What the task requires - Copy the entries below word for word, keeping every line the same.

Data supplied -

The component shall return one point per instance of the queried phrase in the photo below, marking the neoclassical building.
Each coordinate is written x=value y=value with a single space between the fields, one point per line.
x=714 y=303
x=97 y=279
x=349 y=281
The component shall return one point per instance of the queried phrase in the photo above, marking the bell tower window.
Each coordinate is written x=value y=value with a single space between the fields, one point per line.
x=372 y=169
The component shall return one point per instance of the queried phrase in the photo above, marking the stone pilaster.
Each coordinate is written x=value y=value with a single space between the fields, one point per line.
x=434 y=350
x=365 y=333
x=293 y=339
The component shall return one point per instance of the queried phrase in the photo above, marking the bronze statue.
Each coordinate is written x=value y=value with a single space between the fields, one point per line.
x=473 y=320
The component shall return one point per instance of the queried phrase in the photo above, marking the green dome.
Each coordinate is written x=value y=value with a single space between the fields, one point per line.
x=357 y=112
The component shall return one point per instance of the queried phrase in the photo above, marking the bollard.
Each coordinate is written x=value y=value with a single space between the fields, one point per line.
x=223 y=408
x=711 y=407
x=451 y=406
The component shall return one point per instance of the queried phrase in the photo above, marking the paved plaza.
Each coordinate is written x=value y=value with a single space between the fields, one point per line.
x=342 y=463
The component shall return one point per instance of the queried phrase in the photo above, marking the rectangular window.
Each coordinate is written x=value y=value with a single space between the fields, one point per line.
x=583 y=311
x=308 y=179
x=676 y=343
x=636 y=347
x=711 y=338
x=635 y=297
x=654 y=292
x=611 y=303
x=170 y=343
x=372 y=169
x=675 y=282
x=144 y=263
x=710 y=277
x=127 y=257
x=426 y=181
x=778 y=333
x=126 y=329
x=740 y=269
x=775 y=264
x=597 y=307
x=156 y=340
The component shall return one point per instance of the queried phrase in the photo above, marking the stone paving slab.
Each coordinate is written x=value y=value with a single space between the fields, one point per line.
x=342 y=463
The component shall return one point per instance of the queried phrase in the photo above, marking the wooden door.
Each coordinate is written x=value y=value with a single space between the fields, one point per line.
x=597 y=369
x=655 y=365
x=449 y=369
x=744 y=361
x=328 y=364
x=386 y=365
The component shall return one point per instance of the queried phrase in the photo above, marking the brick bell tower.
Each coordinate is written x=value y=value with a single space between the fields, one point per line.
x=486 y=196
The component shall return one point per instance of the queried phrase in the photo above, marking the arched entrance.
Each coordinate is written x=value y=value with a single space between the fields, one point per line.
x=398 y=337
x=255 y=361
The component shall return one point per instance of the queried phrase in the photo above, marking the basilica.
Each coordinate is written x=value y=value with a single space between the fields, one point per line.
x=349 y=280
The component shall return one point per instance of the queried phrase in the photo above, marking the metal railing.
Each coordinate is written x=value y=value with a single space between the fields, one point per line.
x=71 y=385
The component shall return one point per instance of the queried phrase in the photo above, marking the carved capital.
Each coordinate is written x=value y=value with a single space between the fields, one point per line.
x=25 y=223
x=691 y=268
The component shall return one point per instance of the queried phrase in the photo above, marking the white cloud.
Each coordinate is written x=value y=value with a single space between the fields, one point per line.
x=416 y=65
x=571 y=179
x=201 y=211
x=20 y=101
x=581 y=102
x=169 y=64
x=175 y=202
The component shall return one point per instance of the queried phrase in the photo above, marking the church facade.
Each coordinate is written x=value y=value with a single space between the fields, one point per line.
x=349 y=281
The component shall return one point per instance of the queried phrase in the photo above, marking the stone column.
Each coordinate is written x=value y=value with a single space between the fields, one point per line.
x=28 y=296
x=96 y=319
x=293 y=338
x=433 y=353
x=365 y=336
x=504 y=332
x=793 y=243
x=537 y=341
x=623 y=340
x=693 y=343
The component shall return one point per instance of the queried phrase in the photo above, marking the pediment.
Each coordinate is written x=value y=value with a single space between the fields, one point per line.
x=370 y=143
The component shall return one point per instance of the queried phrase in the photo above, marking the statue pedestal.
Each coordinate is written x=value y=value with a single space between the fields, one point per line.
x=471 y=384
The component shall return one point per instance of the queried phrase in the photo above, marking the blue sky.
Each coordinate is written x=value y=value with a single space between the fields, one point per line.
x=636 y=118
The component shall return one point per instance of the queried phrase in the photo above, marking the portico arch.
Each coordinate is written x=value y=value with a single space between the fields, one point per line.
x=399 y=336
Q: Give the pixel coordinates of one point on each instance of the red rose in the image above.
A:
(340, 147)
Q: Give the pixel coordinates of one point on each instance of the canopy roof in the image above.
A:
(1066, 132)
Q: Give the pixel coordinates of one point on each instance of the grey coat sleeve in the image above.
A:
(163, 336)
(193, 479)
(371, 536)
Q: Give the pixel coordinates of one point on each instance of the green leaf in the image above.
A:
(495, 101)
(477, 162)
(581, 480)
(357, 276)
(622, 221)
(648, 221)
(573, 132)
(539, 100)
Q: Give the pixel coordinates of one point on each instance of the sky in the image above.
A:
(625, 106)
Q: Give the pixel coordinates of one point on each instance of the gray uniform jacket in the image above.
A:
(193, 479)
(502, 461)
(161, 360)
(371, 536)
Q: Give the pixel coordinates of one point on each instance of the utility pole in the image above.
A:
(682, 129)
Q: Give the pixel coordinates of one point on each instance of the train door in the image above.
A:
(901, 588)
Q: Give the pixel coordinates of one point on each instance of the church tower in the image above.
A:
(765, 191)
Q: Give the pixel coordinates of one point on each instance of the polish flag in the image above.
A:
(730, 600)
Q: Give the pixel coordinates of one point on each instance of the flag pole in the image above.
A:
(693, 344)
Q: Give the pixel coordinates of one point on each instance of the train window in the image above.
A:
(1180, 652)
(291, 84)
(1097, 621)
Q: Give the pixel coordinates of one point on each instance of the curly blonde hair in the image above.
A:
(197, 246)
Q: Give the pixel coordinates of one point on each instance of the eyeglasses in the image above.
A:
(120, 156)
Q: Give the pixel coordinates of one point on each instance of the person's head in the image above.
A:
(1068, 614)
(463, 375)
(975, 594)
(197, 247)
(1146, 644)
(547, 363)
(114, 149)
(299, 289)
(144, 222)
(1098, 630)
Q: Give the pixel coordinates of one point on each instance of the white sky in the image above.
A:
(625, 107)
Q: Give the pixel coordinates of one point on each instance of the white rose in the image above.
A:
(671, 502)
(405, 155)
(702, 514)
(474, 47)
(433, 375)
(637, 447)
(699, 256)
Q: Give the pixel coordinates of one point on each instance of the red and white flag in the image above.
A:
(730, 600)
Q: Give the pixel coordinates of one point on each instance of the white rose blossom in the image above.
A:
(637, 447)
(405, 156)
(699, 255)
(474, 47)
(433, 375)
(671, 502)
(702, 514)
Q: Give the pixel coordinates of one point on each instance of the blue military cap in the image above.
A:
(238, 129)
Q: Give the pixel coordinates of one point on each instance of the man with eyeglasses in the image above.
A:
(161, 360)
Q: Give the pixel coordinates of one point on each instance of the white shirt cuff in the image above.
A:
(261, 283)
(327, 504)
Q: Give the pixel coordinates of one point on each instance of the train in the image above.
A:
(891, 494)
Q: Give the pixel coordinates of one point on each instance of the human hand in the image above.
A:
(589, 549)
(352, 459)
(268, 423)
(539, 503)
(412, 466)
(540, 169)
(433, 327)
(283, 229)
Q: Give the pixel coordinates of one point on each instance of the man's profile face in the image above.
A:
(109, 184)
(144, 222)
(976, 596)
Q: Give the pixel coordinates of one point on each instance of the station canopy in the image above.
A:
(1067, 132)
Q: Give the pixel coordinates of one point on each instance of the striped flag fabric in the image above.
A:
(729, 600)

Complete output -
The component shall return one point per instance of the queried phrase in the photo below, marking the neoclassical building.
Each coordinate is written x=value y=value with a single space between the fields, one point per line.
x=714 y=303
x=97 y=279
x=349 y=281
The component shall return one point per instance of the queried phrase in the photo above, marking the bell tower window.
Each coordinate is written x=value y=value with a single space between the fields, one point per line.
x=372 y=169
The component shall return one point per instance of the queried phrase in the photo above, marking the stone pilaster.
Each coordinate is written x=value y=value with a single space between the fields, one point per line.
x=434 y=350
x=365 y=333
x=293 y=339
The component shall return one point per instance of the queried phrase in the photo above, marking the bronze statue.
Each coordinate is written x=value y=value with a single space between the fields, one point per line.
x=473 y=320
The component shall return one point per instance of the queried phrase in the photo above, marking the green dome.
Each coordinate is written x=value y=value with a single space between the fields, one point per line.
x=357 y=112
The component shall return one point per instance of the queried phrase in the photo above, marking the bollard.
Each coordinate is written x=value y=value with a single space between the fields, one point per line.
x=223 y=408
x=711 y=407
x=451 y=406
The component shall return one point per instance of the queried phrase in the photo above, marking the paved plaza.
Each coordinate is written x=value y=value with a single space between the fields, one point per line.
x=342 y=463
The component shall return one point per instance of the queried phrase in the photo above, marking the rectangular window.
Each coordinate is written x=value y=value with a single space between the fields, one point per line.
x=583 y=311
x=308 y=179
x=676 y=343
x=636 y=347
x=711 y=338
x=635 y=297
x=654 y=292
x=611 y=303
x=170 y=343
x=372 y=169
x=675 y=282
x=144 y=263
x=710 y=277
x=127 y=257
x=426 y=181
x=778 y=333
x=126 y=329
x=740 y=269
x=775 y=264
x=597 y=307
x=156 y=340
The component shall return one point per instance of the queried phrase in the photo above, marking the stone paving slab.
Each coordinate is written x=value y=value with a single space between the fields, one point per line.
x=342 y=463
The component shall return one point per instance of the queried phrase in the photo above, marking the wooden door.
Each coordinate is written x=value y=value with a single space between the fields, one point per line.
x=597 y=369
x=655 y=365
x=449 y=369
x=744 y=361
x=328 y=364
x=386 y=365
The component shall return one point per instance of the queried phrase in the photo above, marking the brick bell tower.
Each coordinate is written x=value y=value with a single space between the fields, one point per line.
x=486 y=196
The component shall return one point per instance of the queried phrase in the photo above, marking the arched entrance.
Each coordinate is written x=value y=value with a single space between the fields, one point per line.
x=398 y=337
x=255 y=361
The component shall return one point per instance of the queried phrase in the photo above, marking the basilica.
Each coordinate is written x=value y=value with a single space between the fields, one point per line.
x=349 y=280
The component shall return one point per instance of the queried phrase in the photo above, marking the metal railing.
Each coordinate is written x=value y=value with a single space between the fields, one point per line.
x=71 y=385
The component shall return one point per instance of the queried phrase in the photo above, marking the carved capital.
Each coordinate is written x=value y=value with a single space between the fields, one point per line.
x=25 y=223
x=691 y=268
The component shall return one point per instance of the queried phrase in the photo above, marking the white cloud.
Each coordinate is written x=value y=value with a single space between the fields, one point per line.
x=416 y=65
x=571 y=179
x=201 y=211
x=20 y=101
x=581 y=102
x=169 y=64
x=175 y=202
The component shall return one point per instance of the queried phrase in the photo above, marking the church facade.
Each coordinate is written x=value y=value with a single space between the fields, one point per line.
x=349 y=281
The component shall return one point per instance of the queried phrase in the photo above, marking the stone column.
Each coordinate is written x=value y=value with a single space between the fields, one point per line.
x=28 y=296
x=96 y=319
x=293 y=338
x=433 y=353
x=365 y=336
x=504 y=332
x=793 y=243
x=537 y=341
x=623 y=340
x=693 y=343
The component shall return one point per instance of the queried phrase in the photo above, marking the pediment.
Each coordinate is written x=value y=value with a single space between the fields, one point per line.
x=370 y=143
The component shall return one point per instance of the queried phrase in the photo above, marking the statue pedestal.
Each coordinate is written x=value y=value with a single space between the fields, one point per line.
x=471 y=384
The component shall return one point per instance of the queried phrase in the photo above, marking the blue sky.
Each coordinate is written x=value y=value with a single space between the fields, one point per line.
x=636 y=118
The component shall return one point per instance of the queried phrase in the photo above, marking the portico arch.
Each coordinate is written x=value y=value with a single space between the fields, one point per line.
x=399 y=336
Q: Give the pixel coordinates of one point on each instance of the red rose in the image above.
A:
(340, 147)
Q: Give the pixel coordinates of one point on each instance of the canopy roof in the image above.
A:
(1066, 132)
Q: Give the pixel coordinates of one point on each instance of the grey coat sleeve in the image above.
A:
(163, 336)
(193, 479)
(371, 536)
Q: Give the pixel coordinates of one point on each instance of the green leaf in the image above.
A:
(495, 101)
(477, 162)
(581, 480)
(357, 276)
(622, 221)
(648, 221)
(573, 132)
(539, 100)
Q: Give the pixel coordinates of one point on each instance of the sky in the image above.
A:
(625, 106)
Q: Give the pixel coordinates of one point on each instance of the gray uniform jacket in the image above.
A:
(193, 479)
(502, 461)
(161, 360)
(371, 536)
Q: Give the pixel coordinates of one point on each instance of the utility pole in the image above.
A:
(682, 129)
Q: Give the pixel coordinates of one point on each instance of the train door in the image above.
A:
(901, 588)
Q: Give the pixel coordinates of one point on each instance of the church tower in the image above.
A:
(765, 191)
Q: Give the pixel coordinates of one point on each instance of the polish flag in the image above.
A:
(730, 600)
Q: Give the pixel coordinates of one point on each instance of the flag pole in the image above.
A:
(693, 344)
Q: Give the pixel coordinates of one point on each instance of the train window in the image above.
A:
(1180, 652)
(291, 84)
(1097, 621)
Q: Give the pixel coordinates of one point on each instance of the curly blonde hair in the image above.
A:
(197, 246)
Q: Give the pixel coordinates of one point on each instance of the eyeglasses in the image above.
A:
(120, 156)
Q: Give the pixel coordinates of one point on each instance of the person's head in the image above.
A:
(1068, 614)
(463, 375)
(975, 594)
(197, 247)
(1146, 644)
(547, 363)
(114, 149)
(299, 289)
(144, 222)
(1098, 630)
Q: Give the pixel coordinates of one point on each instance of the white sky in the image above.
A:
(625, 107)
Q: Give the pixel coordinates of one point on each instance of the white rose in the image above.
A:
(671, 502)
(405, 155)
(702, 514)
(474, 47)
(433, 375)
(637, 447)
(699, 256)
Q: Give the pixel coordinates of one point on each instance of the red and white flag in the image above.
A:
(730, 600)
Q: Give the pixel coordinates of one point on each instance of the white rose blossom in the image above.
A:
(637, 447)
(405, 156)
(699, 255)
(474, 47)
(433, 375)
(671, 502)
(702, 514)
Q: Give the pixel coordinates of one point on each instance of the blue military cap in the image above.
A:
(238, 129)
Q: Give the pixel coordinates of one point on each instance of the man with eyeglasses in the image above.
A:
(161, 360)
Q: Give the pixel coordinates of one point on each instance of the white shirt cuff in the image above.
A:
(261, 283)
(327, 504)
Q: Give the pixel coordinates of one point on each instance of the train in the image above.
A:
(891, 494)
Q: Give the pixel coordinates of one point on each instance of the human hand in the image above.
A:
(589, 549)
(352, 459)
(268, 423)
(539, 503)
(412, 466)
(540, 169)
(433, 327)
(283, 229)
Q: Give the pixel coordinates of one point on each instance of the man's profile face in the image above.
A:
(109, 184)
(144, 222)
(976, 596)
Q: Give the pixel coordinates of one point on each instance of the station canopy in the image above.
A:
(1067, 132)
Q: Give the pixel coordinates of one point on each instance of the striped flag fabric in the image above.
A:
(729, 600)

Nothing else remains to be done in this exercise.